== Task ==
Find the word "innermost" in the listing below. Copy every line that has it.

(Recorded information begins)

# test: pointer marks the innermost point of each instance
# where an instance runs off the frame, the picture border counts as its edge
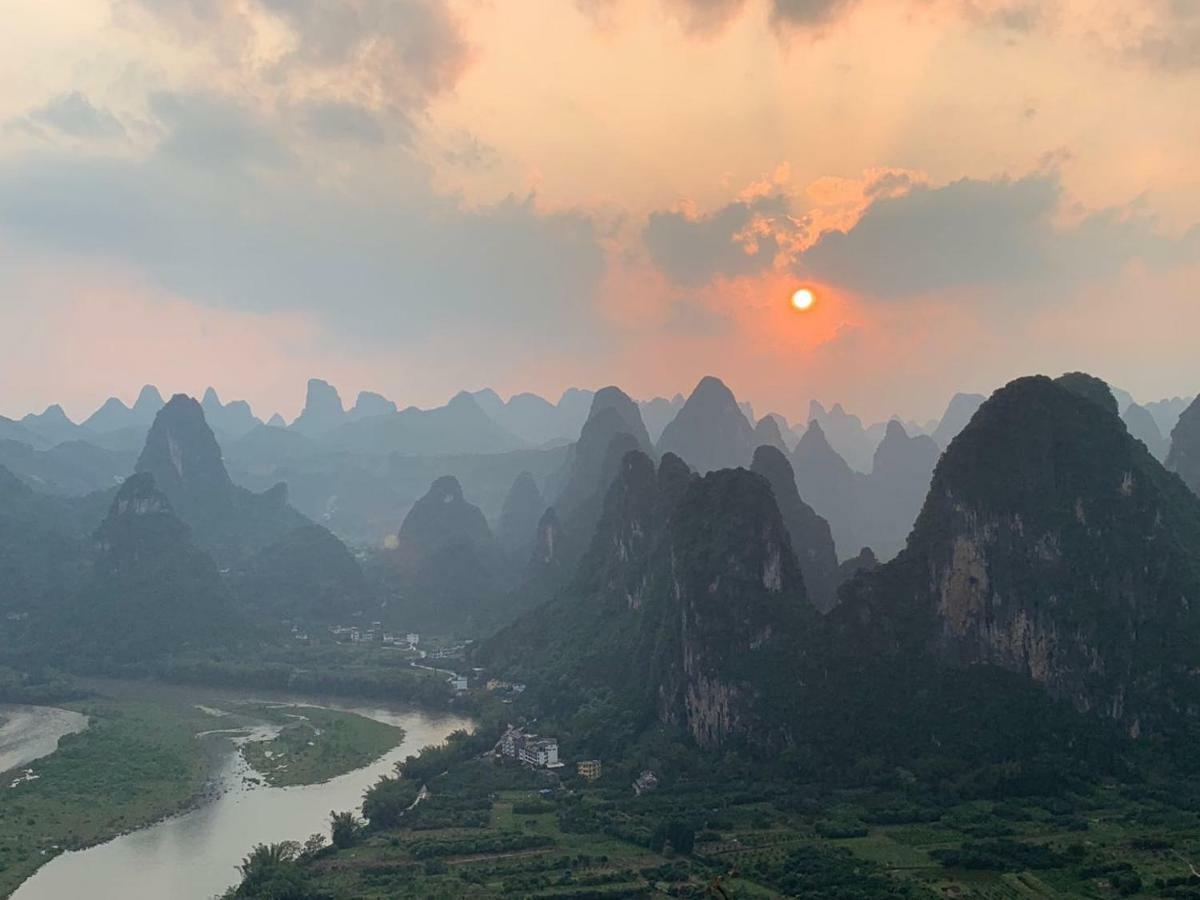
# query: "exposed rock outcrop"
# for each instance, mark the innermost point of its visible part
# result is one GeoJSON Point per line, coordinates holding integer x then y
{"type": "Point", "coordinates": [811, 539]}
{"type": "Point", "coordinates": [1185, 455]}
{"type": "Point", "coordinates": [1054, 545]}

(Recorded information ends)

== Completed exercise ==
# test: pointer marks the innermost point of each instance
# for each instance, mark the innermost point of its visible part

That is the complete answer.